--- Task brief ---
Each entry below is to be transcribed exactly.

--- Extracted material ---
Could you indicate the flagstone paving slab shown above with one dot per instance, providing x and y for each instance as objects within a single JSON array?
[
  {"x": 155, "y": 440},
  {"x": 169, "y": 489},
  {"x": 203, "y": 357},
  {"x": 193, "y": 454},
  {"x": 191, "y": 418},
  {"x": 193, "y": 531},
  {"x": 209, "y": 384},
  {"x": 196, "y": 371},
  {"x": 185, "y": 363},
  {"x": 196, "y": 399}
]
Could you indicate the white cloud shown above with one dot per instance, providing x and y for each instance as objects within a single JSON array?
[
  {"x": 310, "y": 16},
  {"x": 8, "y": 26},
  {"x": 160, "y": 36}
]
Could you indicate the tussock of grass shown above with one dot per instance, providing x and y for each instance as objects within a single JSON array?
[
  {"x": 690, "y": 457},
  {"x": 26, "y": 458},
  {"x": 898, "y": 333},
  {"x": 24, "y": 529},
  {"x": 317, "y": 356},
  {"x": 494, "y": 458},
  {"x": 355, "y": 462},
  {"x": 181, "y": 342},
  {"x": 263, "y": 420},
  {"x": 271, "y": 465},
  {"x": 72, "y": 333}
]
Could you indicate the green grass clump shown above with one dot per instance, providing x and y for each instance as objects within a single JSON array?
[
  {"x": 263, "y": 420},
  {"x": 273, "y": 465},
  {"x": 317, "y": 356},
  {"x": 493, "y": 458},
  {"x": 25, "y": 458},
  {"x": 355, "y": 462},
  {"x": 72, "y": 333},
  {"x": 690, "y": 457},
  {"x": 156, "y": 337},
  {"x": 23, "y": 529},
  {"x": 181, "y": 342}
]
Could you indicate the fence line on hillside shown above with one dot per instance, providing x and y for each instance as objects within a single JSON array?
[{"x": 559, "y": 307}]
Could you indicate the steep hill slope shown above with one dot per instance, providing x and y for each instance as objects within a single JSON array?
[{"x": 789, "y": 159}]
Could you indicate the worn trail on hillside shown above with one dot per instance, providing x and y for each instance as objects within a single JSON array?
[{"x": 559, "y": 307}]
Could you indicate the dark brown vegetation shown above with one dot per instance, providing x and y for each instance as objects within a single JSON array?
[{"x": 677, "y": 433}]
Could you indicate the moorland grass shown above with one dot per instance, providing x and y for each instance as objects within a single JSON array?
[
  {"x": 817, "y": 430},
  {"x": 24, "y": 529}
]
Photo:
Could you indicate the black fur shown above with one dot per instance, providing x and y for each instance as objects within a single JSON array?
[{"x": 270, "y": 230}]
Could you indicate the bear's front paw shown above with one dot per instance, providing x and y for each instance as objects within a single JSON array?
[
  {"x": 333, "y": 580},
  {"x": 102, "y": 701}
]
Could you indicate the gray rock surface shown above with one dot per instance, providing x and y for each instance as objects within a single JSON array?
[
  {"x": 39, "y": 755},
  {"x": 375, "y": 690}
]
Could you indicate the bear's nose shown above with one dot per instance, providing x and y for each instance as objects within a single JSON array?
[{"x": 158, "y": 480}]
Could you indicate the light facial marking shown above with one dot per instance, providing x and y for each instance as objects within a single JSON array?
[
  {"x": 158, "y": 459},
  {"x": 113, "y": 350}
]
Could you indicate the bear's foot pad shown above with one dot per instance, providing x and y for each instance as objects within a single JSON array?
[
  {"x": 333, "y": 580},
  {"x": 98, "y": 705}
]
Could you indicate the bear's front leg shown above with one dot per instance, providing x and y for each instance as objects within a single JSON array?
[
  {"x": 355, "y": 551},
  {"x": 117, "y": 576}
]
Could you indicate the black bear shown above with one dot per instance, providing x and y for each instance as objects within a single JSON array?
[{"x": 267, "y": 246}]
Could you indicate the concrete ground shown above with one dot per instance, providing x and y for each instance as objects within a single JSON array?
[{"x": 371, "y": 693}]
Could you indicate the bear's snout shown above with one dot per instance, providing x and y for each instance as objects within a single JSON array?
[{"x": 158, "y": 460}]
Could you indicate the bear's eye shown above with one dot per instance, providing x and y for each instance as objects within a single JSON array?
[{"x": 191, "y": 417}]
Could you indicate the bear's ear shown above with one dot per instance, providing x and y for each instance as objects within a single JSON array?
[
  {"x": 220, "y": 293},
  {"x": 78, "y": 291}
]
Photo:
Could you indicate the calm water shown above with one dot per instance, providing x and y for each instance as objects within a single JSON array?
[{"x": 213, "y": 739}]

--- Response to this exercise ---
Could you indicate the flagstone paving slab shown above with one dot per instance, providing x and y for each instance as objects within a single JSON array?
[
  {"x": 155, "y": 440},
  {"x": 169, "y": 489},
  {"x": 203, "y": 357},
  {"x": 193, "y": 454},
  {"x": 191, "y": 418},
  {"x": 193, "y": 531},
  {"x": 209, "y": 384},
  {"x": 196, "y": 371},
  {"x": 185, "y": 363},
  {"x": 196, "y": 399}
]
Could you indicate the white cloud shown above with one dot per instance, providing x and y for each instance as objects within a single JSON array?
[
  {"x": 310, "y": 16},
  {"x": 8, "y": 26},
  {"x": 160, "y": 36}
]
Could you indicate the tussock of grass shown above with one dot per instance, providing x and y for each instance as objects within a single JSON array?
[
  {"x": 690, "y": 457},
  {"x": 26, "y": 458},
  {"x": 898, "y": 333},
  {"x": 24, "y": 529},
  {"x": 317, "y": 356},
  {"x": 494, "y": 458},
  {"x": 355, "y": 462},
  {"x": 181, "y": 342},
  {"x": 263, "y": 420},
  {"x": 271, "y": 465},
  {"x": 72, "y": 333}
]
Could you indicate the green grass clump shown above with one dot per instance, providing x and y for each instance as objects within a single JSON array?
[
  {"x": 263, "y": 420},
  {"x": 273, "y": 465},
  {"x": 317, "y": 356},
  {"x": 493, "y": 458},
  {"x": 25, "y": 458},
  {"x": 355, "y": 462},
  {"x": 72, "y": 333},
  {"x": 690, "y": 457},
  {"x": 156, "y": 337},
  {"x": 23, "y": 529},
  {"x": 181, "y": 342}
]
Could you indicate the fence line on hillside shown above with one dot per instance, providing x and y for each instance as objects within a single JSON array?
[{"x": 559, "y": 307}]
Could you indicate the steep hill slope shown above with one dot per instance, providing x and y for each instance as objects within a single JSON array?
[{"x": 789, "y": 159}]
Could you indicate the worn trail on hillside shown above with one dot per instance, providing x and y for each instance as objects within a single JSON array?
[{"x": 559, "y": 307}]
Could you indicate the dark brown vegetation shown above with one dot per instance, providing x and y for each instance as objects within a single JSON array?
[{"x": 677, "y": 433}]
Could you indicate the moorland grass shown above with one dot per instance, providing x and y for each instance as objects within a single JSON array?
[
  {"x": 817, "y": 430},
  {"x": 24, "y": 529}
]
Photo:
Could you indicate the black fur shown above with one dot per instance, providing x and y for each instance as objects within a single JSON array?
[{"x": 270, "y": 230}]
Could you indicate the bear's front paw shown above with one dot per instance, providing x and y for each instance as objects within a single JSON array?
[
  {"x": 333, "y": 580},
  {"x": 102, "y": 701}
]
Could you indicate the gray rock surface shown above with one dot per instance, providing x and y for each instance as objects within a single JSON array?
[
  {"x": 39, "y": 755},
  {"x": 375, "y": 690}
]
Could you indicate the bear's nose shown above with one dot per instance, providing x and y for each instance as objects within a single JSON array?
[{"x": 158, "y": 480}]
Could you indicate the light facial marking shown above with one dot per instance, providing x and y for each instance as objects within a single JSON array?
[
  {"x": 158, "y": 459},
  {"x": 113, "y": 350}
]
Could you indicate the bear's foot pad shown above with one dot per instance, providing x and y for each instance as objects within a single JSON array?
[
  {"x": 333, "y": 580},
  {"x": 98, "y": 705}
]
Could you indicate the bear's front leg shown above with one dot per instance, providing x and y for each instance as objects within a single JSON array?
[
  {"x": 355, "y": 551},
  {"x": 117, "y": 576}
]
Could you indicate the black bear shown above with one dot per instance, providing x and y for each instance as objects within a single JSON array?
[{"x": 267, "y": 246}]
Could you indicate the concrete ground shown above with one dot per instance, providing x and y for each instance as objects within a single JSON array?
[{"x": 371, "y": 693}]
Could you indicate the bear's snout shown above with one dot per instance, providing x and y for each instance as objects within a single JSON array?
[{"x": 158, "y": 460}]
Could you indicate the bear's eye shown above with one dot per instance, providing x and y for each instance as objects within a single JSON array?
[{"x": 191, "y": 417}]
Could you indicate the bear's ear shown above with one dot per instance, providing x and y for each instance as objects within a single JSON array?
[
  {"x": 220, "y": 293},
  {"x": 78, "y": 291}
]
Photo:
Could you indicate the calm water shown above with one dot per instance, providing x and y for each instance as objects within a single JSON array?
[{"x": 213, "y": 739}]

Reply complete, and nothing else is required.